** What this task involves **
Print, exactly as they stand, the lines below from the one that has "fir tree in this image." to the one that has "snow in this image.", inclusive, leaving out the pictures.

(Data to use begins)

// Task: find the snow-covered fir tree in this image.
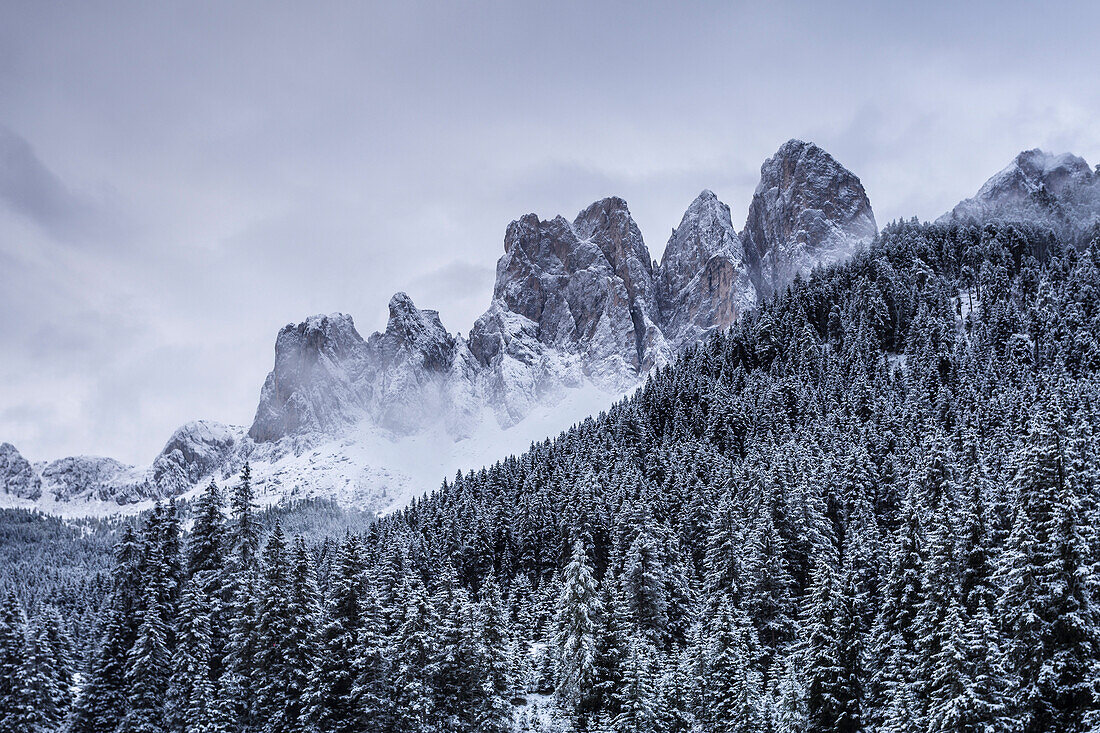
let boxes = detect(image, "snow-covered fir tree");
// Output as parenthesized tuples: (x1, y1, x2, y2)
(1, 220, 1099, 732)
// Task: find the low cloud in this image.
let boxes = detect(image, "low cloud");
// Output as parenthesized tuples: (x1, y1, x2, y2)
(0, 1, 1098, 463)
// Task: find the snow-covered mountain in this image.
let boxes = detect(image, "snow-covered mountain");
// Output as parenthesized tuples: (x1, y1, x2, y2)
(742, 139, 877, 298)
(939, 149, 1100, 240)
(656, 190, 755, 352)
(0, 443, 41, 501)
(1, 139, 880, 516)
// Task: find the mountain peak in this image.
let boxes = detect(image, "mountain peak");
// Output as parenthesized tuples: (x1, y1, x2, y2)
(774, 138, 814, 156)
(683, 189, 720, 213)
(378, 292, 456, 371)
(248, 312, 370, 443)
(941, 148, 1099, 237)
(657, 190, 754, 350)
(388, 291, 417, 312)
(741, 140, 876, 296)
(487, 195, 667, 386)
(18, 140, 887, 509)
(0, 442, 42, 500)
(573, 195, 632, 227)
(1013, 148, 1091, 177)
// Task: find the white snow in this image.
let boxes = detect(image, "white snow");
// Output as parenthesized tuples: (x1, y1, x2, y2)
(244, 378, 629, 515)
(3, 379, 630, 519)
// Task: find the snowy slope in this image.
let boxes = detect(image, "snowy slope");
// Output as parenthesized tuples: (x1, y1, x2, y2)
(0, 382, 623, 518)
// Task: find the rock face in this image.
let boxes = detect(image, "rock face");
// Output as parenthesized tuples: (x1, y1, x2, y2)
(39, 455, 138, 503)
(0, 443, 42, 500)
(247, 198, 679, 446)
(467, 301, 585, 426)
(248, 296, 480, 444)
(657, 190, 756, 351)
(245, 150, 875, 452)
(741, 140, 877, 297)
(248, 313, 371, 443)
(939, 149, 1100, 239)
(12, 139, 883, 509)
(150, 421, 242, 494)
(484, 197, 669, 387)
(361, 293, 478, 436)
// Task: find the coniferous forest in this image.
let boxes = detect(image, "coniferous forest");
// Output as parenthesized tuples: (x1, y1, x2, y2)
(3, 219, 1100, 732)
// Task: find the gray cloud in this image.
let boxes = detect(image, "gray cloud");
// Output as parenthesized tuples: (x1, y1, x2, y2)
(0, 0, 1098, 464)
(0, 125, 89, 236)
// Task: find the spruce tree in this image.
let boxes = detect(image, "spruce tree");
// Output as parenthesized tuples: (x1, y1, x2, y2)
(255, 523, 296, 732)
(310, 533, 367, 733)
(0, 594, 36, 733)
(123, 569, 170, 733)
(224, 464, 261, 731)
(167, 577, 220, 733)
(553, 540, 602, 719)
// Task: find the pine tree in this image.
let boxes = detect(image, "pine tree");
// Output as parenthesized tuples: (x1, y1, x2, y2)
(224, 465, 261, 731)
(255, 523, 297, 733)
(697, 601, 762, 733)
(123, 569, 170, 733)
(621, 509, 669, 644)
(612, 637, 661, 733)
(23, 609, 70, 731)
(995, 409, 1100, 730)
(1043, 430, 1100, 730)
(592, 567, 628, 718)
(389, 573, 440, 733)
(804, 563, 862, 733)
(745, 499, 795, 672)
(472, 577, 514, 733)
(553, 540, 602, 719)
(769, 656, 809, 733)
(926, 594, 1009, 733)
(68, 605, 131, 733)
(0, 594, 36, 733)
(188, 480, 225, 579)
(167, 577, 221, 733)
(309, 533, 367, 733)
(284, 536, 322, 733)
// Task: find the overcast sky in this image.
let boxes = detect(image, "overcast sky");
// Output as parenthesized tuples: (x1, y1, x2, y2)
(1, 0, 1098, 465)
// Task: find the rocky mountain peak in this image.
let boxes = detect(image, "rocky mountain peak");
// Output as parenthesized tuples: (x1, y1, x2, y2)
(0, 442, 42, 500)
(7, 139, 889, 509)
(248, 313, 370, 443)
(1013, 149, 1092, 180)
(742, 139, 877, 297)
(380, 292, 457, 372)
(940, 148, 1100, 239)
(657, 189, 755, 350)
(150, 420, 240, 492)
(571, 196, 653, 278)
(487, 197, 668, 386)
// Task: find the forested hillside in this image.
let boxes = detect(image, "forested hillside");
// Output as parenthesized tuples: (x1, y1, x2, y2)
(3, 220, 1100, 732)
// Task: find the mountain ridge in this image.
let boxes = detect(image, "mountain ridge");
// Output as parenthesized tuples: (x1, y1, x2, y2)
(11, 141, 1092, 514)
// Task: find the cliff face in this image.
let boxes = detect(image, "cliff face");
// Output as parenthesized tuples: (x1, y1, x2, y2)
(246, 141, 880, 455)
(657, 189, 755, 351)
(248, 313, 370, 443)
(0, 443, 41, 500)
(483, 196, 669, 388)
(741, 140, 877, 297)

(Data to use ends)
(Data to use begins)

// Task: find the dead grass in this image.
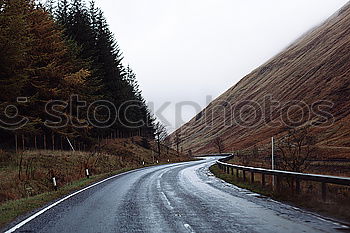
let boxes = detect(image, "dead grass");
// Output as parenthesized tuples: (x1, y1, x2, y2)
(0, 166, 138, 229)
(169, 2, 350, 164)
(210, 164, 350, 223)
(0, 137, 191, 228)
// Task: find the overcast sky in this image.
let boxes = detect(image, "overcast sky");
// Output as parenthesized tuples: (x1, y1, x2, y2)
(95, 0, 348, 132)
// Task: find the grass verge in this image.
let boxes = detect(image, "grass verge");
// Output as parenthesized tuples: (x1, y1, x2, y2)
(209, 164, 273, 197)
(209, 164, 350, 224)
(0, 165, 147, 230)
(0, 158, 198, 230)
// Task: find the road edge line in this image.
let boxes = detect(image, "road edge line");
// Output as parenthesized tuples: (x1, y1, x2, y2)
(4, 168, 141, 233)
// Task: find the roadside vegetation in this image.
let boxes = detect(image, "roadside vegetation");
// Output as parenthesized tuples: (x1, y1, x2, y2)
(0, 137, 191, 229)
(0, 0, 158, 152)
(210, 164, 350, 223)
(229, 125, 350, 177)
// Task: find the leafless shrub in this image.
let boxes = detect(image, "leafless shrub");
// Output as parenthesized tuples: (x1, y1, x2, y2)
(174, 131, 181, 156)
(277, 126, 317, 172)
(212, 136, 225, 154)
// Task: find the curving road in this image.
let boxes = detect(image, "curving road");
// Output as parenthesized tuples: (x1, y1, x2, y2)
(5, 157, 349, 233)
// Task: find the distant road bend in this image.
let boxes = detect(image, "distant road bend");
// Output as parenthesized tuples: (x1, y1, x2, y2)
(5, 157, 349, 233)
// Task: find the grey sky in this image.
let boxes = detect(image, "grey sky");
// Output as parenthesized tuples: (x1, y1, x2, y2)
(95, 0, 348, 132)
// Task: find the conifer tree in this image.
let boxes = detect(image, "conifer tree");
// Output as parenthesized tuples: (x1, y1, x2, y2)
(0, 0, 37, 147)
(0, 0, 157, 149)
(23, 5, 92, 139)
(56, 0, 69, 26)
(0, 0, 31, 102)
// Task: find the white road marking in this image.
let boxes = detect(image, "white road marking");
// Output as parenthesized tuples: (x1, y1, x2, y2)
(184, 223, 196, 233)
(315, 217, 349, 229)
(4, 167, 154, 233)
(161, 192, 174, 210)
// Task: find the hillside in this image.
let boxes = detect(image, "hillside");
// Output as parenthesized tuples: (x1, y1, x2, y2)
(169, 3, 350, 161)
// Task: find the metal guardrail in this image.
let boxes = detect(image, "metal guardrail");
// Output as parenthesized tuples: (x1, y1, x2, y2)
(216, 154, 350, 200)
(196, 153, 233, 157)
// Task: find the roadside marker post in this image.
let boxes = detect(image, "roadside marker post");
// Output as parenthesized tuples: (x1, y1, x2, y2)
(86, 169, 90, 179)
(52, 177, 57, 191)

(Data to use ends)
(Data to use begins)

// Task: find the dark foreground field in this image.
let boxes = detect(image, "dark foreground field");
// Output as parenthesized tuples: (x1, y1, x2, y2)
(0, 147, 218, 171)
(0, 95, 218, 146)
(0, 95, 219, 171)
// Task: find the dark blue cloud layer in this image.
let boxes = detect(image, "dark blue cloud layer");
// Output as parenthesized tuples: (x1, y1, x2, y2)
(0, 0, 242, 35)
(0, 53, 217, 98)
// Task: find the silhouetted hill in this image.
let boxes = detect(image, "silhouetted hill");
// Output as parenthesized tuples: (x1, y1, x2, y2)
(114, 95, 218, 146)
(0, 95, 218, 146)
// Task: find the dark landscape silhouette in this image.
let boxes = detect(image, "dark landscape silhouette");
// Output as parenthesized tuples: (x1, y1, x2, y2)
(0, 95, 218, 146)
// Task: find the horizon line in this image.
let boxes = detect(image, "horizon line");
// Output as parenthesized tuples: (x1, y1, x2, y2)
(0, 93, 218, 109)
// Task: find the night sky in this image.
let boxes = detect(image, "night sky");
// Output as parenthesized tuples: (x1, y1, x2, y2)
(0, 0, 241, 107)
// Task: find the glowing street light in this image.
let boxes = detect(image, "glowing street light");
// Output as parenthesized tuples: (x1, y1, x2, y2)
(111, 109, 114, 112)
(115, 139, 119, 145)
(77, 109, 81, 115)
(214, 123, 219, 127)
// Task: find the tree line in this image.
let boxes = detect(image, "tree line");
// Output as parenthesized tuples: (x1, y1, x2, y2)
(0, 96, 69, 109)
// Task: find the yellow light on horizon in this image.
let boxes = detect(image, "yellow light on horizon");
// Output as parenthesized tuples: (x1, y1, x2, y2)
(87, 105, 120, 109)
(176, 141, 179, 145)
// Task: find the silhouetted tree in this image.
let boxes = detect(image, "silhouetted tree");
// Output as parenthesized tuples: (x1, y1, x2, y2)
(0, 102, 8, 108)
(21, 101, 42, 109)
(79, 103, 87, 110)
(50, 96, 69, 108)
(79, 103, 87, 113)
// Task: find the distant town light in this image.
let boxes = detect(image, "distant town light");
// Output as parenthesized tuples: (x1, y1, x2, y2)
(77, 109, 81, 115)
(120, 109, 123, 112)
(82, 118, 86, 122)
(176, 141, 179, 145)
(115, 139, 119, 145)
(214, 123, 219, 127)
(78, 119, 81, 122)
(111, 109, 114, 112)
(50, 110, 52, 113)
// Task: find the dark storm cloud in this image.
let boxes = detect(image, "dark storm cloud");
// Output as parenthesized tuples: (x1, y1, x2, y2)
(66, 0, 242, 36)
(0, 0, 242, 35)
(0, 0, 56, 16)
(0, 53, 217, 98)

(Data to use ends)

** Exercise output **
// Task: find the snow-covered fir tree in this image.
let boxes = detect(image, "snow-covered fir tree");
// Output as parenthesized tuples: (x1, y1, x2, y2)
(1, 220, 1099, 732)
// Task: find the low cloud in this image.
let boxes = detect(image, "low cloud");
// Output as parenthesized tuples: (x1, y1, x2, y2)
(0, 1, 1098, 463)
// Task: find the snow-covered mountain in this image.
let boxes = detect(image, "snow-covered mountain");
// Output as parenthesized tuples: (x1, y1, x2, y2)
(742, 139, 877, 298)
(939, 149, 1100, 240)
(656, 190, 755, 352)
(0, 443, 41, 501)
(1, 139, 880, 516)
// Task: find the mountain peak in this image.
let boxes = detect(image, "mountain peak");
// Output as parenthesized tuples: (x1, y1, x2, y2)
(774, 138, 814, 156)
(683, 189, 720, 213)
(378, 292, 456, 371)
(248, 312, 370, 443)
(941, 148, 1099, 237)
(657, 190, 754, 350)
(388, 291, 417, 312)
(741, 140, 876, 296)
(487, 195, 667, 386)
(18, 140, 887, 509)
(0, 442, 42, 500)
(573, 195, 632, 227)
(1013, 148, 1091, 177)
// Task: find the white snow in this image.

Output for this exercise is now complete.